▶ TASK OBJECTIVE: Copy the records from their start through the line containing "[72,43,147,63]", changing "roofline" to "eaves line" and leaving everything else as it stands.

[Start EXERCISE INPUTS]

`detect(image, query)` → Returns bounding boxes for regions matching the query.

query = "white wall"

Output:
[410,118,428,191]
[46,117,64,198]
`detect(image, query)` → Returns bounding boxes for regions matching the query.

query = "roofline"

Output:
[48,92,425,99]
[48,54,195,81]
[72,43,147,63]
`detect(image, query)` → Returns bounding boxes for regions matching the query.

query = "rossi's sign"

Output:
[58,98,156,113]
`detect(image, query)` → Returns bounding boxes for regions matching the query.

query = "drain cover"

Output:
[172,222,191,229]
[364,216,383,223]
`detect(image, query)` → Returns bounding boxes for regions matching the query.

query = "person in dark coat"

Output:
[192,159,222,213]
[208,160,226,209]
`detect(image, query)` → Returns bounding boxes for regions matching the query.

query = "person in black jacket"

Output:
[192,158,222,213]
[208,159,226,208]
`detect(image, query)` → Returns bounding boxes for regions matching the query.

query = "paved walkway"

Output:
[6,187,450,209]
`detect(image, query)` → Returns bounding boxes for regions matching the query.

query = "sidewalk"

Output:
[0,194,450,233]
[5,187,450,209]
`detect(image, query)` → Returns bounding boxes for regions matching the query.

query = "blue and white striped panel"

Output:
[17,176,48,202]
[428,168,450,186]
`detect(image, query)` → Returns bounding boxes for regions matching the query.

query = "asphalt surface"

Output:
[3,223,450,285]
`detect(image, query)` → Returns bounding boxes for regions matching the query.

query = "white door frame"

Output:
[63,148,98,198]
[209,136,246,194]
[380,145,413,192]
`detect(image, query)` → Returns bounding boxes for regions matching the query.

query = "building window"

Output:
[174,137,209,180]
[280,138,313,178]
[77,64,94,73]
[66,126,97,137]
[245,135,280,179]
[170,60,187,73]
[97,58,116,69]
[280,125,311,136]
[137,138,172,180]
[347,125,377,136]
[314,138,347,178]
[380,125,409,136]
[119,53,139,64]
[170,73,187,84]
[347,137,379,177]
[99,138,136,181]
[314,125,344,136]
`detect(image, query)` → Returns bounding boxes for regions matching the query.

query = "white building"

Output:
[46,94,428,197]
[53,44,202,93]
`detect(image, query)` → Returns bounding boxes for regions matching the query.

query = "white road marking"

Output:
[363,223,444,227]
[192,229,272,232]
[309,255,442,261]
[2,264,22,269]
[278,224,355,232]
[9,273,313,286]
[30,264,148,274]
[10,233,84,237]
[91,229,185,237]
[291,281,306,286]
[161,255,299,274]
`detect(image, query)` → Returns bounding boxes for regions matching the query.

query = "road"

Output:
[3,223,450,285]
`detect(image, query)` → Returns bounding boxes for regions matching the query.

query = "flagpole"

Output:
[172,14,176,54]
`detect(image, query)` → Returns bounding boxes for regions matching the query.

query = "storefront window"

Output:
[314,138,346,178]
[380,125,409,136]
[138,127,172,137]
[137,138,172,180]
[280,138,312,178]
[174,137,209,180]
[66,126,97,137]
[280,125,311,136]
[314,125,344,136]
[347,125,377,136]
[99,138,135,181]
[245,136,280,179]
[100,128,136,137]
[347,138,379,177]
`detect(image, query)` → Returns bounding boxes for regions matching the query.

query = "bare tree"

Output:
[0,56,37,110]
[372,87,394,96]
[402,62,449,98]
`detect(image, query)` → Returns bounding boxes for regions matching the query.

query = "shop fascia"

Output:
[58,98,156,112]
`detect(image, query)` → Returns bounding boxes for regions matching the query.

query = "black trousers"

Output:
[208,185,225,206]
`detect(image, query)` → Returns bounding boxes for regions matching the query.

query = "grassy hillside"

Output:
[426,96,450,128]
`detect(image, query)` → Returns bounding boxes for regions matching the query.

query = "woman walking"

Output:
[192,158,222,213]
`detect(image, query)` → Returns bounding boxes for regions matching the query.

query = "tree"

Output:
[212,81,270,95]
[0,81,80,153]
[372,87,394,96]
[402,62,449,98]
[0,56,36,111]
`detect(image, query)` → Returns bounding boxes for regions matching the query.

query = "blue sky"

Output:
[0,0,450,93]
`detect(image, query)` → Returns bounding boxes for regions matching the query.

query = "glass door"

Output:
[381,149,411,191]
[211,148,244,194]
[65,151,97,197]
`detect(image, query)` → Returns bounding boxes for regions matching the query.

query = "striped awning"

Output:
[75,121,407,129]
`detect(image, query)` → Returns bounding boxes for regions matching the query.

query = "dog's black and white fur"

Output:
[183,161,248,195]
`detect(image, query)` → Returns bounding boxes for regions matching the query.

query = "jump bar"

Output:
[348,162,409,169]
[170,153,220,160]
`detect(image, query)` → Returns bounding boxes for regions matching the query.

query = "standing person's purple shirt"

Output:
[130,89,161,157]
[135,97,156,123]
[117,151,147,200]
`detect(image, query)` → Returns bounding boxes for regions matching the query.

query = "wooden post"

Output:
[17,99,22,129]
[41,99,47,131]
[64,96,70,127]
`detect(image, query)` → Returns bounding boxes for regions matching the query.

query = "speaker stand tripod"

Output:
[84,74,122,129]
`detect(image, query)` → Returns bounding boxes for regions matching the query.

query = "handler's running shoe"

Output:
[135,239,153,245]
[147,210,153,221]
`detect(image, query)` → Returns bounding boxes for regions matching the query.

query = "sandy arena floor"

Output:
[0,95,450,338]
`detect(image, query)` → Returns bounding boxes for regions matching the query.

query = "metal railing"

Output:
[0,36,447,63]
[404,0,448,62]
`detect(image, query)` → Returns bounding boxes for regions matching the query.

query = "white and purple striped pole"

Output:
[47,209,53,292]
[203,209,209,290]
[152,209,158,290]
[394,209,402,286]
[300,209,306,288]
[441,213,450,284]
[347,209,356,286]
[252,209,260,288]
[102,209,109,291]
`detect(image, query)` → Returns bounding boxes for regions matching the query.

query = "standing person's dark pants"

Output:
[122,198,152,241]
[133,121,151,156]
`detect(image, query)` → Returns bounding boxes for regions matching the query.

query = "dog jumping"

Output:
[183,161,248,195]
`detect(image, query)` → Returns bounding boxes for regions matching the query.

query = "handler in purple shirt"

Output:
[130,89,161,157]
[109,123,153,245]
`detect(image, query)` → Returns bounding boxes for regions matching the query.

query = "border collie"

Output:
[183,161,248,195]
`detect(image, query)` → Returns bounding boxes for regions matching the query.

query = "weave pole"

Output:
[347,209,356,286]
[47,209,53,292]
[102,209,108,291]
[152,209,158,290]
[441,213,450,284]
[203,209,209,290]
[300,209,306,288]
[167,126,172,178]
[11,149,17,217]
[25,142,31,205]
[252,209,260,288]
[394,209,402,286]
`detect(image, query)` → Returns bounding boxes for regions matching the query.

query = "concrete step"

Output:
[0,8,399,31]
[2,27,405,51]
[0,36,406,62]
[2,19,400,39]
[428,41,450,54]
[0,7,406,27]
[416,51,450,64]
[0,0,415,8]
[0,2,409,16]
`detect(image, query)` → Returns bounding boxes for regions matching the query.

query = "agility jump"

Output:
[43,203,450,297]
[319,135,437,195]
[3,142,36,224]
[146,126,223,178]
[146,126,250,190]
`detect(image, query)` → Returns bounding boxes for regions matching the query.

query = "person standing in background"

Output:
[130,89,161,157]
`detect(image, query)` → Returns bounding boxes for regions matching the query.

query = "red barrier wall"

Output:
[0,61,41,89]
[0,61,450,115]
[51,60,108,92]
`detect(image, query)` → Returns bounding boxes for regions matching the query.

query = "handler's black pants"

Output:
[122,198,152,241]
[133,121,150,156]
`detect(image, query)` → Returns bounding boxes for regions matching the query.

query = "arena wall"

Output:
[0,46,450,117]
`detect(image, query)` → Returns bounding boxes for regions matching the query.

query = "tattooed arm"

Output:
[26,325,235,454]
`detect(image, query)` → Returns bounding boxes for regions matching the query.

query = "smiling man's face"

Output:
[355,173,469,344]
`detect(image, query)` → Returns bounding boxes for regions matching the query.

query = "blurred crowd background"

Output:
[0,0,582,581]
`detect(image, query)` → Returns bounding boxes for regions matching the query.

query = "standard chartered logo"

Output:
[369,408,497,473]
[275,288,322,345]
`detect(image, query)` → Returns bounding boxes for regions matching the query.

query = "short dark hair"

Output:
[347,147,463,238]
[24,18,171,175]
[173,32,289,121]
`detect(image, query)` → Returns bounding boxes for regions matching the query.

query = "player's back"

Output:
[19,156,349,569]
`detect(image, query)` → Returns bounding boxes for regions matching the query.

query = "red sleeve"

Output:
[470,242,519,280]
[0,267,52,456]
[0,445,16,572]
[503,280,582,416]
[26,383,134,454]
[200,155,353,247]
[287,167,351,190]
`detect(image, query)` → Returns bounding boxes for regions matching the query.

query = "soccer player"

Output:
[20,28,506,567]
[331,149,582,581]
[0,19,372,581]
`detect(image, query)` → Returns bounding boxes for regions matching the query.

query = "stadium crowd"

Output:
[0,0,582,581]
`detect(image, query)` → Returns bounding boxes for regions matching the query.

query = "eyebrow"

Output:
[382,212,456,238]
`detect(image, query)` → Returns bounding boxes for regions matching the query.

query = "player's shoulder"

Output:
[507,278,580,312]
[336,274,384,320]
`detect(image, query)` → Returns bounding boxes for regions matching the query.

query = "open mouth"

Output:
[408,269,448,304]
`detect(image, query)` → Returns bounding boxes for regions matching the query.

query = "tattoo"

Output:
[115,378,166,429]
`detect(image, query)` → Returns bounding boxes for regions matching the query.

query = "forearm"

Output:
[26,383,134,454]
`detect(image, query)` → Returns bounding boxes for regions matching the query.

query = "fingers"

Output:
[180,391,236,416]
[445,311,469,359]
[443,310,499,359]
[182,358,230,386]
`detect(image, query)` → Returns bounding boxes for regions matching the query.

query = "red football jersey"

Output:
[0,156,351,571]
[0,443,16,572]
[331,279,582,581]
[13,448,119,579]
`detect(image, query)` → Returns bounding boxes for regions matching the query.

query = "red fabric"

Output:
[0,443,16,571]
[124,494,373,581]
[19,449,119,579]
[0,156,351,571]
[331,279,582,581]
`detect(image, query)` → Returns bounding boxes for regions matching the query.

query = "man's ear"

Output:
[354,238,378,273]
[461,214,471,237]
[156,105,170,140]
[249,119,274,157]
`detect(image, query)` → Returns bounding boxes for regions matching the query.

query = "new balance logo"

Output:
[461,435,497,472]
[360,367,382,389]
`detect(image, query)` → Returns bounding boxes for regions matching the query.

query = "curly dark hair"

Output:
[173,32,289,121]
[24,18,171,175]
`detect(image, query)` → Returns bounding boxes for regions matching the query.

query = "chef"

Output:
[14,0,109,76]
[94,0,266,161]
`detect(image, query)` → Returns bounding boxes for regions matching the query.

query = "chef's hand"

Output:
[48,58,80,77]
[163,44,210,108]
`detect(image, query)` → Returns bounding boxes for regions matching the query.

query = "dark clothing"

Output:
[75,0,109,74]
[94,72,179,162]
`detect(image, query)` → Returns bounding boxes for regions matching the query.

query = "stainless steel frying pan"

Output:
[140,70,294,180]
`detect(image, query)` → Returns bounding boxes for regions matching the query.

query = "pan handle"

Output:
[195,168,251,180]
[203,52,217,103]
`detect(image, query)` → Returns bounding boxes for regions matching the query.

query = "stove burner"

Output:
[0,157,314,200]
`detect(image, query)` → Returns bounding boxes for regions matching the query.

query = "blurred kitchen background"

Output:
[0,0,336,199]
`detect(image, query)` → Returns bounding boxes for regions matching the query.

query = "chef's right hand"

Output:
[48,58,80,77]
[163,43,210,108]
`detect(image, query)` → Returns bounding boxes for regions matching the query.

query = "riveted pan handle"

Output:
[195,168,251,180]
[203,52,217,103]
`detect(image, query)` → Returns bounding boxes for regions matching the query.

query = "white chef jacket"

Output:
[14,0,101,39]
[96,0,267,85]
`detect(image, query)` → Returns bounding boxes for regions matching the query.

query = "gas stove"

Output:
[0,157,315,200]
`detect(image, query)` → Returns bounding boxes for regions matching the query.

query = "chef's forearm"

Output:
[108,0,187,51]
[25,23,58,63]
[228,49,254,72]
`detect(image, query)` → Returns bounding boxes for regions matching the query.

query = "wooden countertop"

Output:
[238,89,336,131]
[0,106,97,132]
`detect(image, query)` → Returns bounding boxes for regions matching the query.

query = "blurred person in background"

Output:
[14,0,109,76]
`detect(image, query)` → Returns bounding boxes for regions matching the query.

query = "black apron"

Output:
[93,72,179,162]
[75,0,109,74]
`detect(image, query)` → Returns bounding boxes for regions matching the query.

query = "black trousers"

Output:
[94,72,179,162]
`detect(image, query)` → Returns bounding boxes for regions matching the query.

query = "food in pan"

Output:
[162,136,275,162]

[End EXERCISE INPUTS]

▶ SOLUTION TO THIS TASK:
`detect(image, query)` → Returns bounding boxes for regions matching the query.

query = "white wall"

Output:
[410,118,428,191]
[46,117,64,198]
`detect(image, query)` → Returns bounding boxes for regions matching the query.

query = "eaves line"

Output:
[48,92,425,99]
[48,54,195,81]
[72,43,147,63]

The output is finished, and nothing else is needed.